### Exercise instructions
These entries must be printed again exactly as they are.

### Material for the task
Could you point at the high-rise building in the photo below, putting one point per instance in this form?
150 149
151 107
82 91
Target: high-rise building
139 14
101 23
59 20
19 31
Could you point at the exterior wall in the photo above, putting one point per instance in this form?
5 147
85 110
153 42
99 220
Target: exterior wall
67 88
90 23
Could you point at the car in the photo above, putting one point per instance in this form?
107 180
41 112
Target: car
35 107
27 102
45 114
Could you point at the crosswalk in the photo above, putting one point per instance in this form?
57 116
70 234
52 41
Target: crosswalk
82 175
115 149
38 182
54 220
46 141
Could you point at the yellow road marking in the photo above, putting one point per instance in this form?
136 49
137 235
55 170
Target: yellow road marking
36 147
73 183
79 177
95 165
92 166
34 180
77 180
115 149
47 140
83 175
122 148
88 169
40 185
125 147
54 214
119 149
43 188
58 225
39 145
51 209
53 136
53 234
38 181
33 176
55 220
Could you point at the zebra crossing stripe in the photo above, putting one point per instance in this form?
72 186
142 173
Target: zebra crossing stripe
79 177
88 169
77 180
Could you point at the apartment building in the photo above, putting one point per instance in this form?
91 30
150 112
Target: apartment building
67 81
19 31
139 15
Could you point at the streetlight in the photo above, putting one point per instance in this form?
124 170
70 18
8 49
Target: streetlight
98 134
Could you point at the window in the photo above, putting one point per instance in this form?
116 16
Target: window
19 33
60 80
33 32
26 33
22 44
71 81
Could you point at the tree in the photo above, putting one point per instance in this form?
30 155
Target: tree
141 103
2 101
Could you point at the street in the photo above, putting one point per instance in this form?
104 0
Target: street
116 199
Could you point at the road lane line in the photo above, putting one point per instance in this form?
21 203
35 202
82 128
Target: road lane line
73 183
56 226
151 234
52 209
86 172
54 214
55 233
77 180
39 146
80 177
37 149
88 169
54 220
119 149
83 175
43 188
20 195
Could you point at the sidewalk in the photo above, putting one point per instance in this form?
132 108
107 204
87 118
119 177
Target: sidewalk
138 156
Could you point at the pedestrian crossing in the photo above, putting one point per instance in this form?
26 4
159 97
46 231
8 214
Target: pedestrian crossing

### Answer area
Could you point at the high-rise building in the photo below, putting one point per instance in this form?
150 149
151 107
82 91
Target: high-rise building
139 14
101 23
59 20
19 31
Could you point at the exterior wall in the photo above, putting one point per instance in this form?
5 147
85 110
153 42
99 220
Target: exterior wall
67 88
90 23
Could you point at the car in the photo above, putting one point per instance in this form?
107 180
41 112
Target: car
35 107
27 102
45 114
Could you point at the crosswalk in the photo above, putting one point per instance in this form?
57 116
70 234
52 41
Target: crosswalk
82 175
115 149
38 182
54 220
46 141
Could you point at the yellow road marking in the photo above, putting one point per instance in this form?
136 49
137 235
55 170
Target: yellow road marking
36 147
73 183
79 177
95 165
92 166
34 180
77 180
115 149
47 140
83 175
122 148
88 169
40 185
125 147
54 214
119 149
43 188
58 225
39 145
51 209
53 136
53 234
38 181
33 176
55 220
Could you point at the zebra crossing stripe in the photo above, putting one point per instance in this form?
72 186
142 173
Target: zebra crossing stripe
79 177
88 169
77 180
Could you point at the apartment building in the photo above, putting one point per instance in this form?
91 30
150 112
Target: apartment building
67 81
19 31
139 15
Could you point at the streetlight in the photo above, putting one point per instance in this form?
124 170
70 18
8 49
Target: streetlight
98 134
Could you point at the window in the photo above, putting one point per instance in this form?
116 16
Target: window
19 33
60 80
33 32
26 33
22 44
71 81
Could you point at the tree in the photo above, putting one point per instance in this form?
30 155
Target: tree
141 103
2 101
Could you point at the street in the photo above, putting one point per instance in this form?
104 0
Target: street
116 199
Could you point at the road lane line in the photo above, putting one point per instance in this form?
21 203
35 202
82 128
Target: road lane line
73 183
56 226
151 234
52 209
86 172
54 214
55 233
77 180
39 146
80 177
37 149
88 169
54 220
119 149
83 175
43 188
20 195
Could you point at the sidewalk in the photo above, putting one point per instance in this form?
132 108
107 204
87 118
119 177
Target: sidewalk
138 156
Could you point at the pedestrian crossing in the photo above, putting one point per instance in this form?
26 4
159 97
46 231
8 214
Target: pedestrian crossing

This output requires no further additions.